» Quoted passage
+++++
= Anna Hegner =

Swiss musician (1881–1963)

Anna Hegner (1 March 1881 – 3 February 1963) was a Swiss violinist, music composer and pedagogue. She was well-known as a violin soloist, and played concerts in Basel, Berlin, Leipzig and London. She taught in Frankfurt, Basel and Münchenstein, and founded a string quartet in Freiburg-im-Brisgau. Her notable students include Paul Hindemith. Anna-Hegner-Strasse in Basel was named in her honor.

== Biography ==
Anna Hegner was born in Basel into a respected family of musicians. Her father was Magnus Hegner, and her mother Anna Viccelio. Hegner studied violin with Adolphe Ludwig Stiehle and Hugo Heermann, before attending the Hochsen Conservatory in Frankfurt. Hegner became well known as a violin soloist. She was recognised for her concerts in Basel, Berlin, Leipzig and London. For some time she lived and worked in Frankfurt and was Paul Hindemith's private violin teacher. She taught for three years in Basel. In 1908 she moved to Münchenstein and there she organized classical concerts in the Catholic Church (also performing as soloist) and organized summer concerts in the small gorge behind her house. She was the Basel Symphony Orchestra's first woman leader.

She later lived in Freiburg-im-Brisgau and founded a string quartet there in 1911. Hegner composed many violin pieces and some songs.

She died in hospital in 1963 from the effects of an accident. Soon after her death, Anna-Hegner-Strasse was named after her and for a long time she was the only woman in the Basel area to be honored with a street name.

== Sources ==
Münchenstein Heimatkunde. Verlag des Kantons Basel-Landschaft, Liestal 1995, ISBN 3-85673-522-4.
+++++
» What you have to do
Duplicate the part of the text about Anna Hegner running from "She died in" to "1995, ISBN 3-85673-522-4.", keeping every word as it appears. The lines that come next have no connection to the text about Anna Hegner.
+++++
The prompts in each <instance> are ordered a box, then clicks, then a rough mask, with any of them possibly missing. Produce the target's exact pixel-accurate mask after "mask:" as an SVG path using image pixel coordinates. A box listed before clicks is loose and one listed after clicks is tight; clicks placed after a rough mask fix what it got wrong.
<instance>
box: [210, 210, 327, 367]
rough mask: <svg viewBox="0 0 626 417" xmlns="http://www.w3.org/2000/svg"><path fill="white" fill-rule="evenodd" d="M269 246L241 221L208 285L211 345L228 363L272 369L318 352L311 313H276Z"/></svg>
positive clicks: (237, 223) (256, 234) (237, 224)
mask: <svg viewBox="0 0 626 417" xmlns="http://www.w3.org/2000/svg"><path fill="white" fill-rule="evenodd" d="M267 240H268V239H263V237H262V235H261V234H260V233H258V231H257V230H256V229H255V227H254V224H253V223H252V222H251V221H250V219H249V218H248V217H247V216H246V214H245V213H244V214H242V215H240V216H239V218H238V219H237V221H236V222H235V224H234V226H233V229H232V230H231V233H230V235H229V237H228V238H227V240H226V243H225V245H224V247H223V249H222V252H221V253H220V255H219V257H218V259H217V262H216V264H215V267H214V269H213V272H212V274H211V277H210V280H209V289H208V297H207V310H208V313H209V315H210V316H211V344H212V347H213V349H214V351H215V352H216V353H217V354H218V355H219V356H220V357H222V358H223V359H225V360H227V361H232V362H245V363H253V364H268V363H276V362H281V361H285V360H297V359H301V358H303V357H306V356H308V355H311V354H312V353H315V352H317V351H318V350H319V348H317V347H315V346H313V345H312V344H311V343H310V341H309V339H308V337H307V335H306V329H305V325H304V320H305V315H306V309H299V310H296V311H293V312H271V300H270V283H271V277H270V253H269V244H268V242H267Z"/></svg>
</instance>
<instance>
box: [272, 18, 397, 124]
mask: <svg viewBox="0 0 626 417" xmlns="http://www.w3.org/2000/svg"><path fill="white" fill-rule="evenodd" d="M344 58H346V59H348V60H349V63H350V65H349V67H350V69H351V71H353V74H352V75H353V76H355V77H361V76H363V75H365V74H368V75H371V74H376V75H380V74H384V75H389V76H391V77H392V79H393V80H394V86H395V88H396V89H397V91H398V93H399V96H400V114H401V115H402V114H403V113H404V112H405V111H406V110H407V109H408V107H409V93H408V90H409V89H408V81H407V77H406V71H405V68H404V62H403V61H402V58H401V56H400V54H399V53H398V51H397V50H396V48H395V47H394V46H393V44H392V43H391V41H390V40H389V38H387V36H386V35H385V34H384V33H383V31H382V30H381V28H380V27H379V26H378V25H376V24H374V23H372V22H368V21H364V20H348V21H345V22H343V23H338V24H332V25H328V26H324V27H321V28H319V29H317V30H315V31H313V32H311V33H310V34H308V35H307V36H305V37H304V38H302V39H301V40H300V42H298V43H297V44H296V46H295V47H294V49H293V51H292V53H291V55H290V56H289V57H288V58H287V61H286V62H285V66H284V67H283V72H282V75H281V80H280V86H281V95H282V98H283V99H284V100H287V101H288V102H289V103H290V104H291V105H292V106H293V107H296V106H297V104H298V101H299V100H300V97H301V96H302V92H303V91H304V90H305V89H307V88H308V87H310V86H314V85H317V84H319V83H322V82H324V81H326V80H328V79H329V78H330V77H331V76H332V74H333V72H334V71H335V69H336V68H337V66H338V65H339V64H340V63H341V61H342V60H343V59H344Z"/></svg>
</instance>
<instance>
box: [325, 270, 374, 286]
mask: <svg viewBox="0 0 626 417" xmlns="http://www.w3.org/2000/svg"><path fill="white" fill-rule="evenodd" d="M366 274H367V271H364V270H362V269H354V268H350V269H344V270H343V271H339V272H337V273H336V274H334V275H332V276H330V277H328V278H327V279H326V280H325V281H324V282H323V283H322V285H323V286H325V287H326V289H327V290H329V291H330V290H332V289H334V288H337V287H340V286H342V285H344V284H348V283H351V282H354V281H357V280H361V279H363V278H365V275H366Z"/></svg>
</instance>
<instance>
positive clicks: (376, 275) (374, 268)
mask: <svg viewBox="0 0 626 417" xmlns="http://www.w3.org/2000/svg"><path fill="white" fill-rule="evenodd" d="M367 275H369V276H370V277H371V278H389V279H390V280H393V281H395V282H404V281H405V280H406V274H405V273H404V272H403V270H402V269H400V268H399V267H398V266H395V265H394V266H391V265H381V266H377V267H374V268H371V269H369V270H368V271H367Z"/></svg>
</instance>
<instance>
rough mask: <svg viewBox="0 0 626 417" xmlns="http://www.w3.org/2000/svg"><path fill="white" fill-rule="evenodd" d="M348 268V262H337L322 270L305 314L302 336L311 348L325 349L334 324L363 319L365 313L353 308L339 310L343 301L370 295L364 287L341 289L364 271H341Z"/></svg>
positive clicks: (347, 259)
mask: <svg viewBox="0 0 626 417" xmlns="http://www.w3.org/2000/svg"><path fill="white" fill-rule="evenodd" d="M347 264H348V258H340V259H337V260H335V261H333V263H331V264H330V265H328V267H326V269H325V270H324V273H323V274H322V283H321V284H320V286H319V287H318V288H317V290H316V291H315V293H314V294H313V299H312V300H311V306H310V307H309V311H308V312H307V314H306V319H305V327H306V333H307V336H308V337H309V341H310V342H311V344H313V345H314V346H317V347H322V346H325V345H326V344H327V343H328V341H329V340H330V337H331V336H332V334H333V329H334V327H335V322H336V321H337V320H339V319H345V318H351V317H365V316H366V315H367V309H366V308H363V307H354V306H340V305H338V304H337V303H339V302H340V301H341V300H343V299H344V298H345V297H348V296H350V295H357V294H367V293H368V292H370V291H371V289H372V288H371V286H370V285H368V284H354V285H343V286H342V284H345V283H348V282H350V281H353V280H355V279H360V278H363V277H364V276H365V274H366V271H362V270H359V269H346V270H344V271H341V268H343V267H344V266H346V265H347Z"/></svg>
+++++
» Written answer
She died in hospital in 1963 from the effects of an accident. Soon after her death, Anna-Hegner-Strasse was named after her and for a long time she was the only woman in the Basel area to be honored with a street name.

== Sources ==
Münchenstein Heimatkunde. Verlag des Kantons Basel-Landschaft, Liestal 1995, ISBN 3-85673-522-4.